Task requirements: Among the lines of the data, copy those that hold "surface".

Records for the exercise:
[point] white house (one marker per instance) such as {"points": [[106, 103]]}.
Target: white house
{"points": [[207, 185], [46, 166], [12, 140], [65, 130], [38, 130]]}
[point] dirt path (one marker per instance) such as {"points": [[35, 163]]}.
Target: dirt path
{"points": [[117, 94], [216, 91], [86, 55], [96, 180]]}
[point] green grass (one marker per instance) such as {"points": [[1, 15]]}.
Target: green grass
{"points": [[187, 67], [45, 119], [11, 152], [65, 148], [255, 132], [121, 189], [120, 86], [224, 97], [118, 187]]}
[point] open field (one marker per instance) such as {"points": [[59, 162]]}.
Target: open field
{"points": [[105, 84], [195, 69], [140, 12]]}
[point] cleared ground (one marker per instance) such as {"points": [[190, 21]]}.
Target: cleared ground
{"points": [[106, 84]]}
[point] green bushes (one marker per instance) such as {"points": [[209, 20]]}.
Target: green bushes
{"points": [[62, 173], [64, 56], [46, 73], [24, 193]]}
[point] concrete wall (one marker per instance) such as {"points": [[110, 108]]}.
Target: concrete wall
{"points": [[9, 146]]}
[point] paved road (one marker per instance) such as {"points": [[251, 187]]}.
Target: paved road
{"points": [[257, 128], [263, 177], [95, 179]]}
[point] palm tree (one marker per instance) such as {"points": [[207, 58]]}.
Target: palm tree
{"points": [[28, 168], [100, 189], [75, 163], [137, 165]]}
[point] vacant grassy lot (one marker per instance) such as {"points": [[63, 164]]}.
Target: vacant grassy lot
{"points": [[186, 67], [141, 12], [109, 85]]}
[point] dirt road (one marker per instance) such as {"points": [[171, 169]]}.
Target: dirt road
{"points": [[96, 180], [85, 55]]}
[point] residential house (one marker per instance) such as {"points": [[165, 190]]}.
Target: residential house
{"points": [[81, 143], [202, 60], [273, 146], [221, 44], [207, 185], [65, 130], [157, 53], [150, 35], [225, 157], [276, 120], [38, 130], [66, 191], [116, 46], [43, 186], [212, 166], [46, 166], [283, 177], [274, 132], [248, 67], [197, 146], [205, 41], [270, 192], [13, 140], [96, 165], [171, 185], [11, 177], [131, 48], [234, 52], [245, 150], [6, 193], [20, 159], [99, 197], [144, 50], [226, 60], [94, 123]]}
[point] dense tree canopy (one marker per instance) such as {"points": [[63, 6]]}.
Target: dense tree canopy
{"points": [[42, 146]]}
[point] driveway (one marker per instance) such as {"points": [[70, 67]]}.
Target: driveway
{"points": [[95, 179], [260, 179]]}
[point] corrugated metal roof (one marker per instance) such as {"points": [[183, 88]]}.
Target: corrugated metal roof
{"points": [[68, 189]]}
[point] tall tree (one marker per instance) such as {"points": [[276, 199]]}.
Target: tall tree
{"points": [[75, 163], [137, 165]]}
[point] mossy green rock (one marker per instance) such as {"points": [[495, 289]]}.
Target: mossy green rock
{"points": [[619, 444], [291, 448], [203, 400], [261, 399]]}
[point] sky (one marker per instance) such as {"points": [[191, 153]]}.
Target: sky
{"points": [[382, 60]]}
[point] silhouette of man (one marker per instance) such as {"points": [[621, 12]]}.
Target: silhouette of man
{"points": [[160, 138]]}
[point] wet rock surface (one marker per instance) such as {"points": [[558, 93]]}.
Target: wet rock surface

Answer to the exercise:
[point] wet rock surface (one marker per instance) such as {"points": [[558, 93]]}.
Target: wet rock surface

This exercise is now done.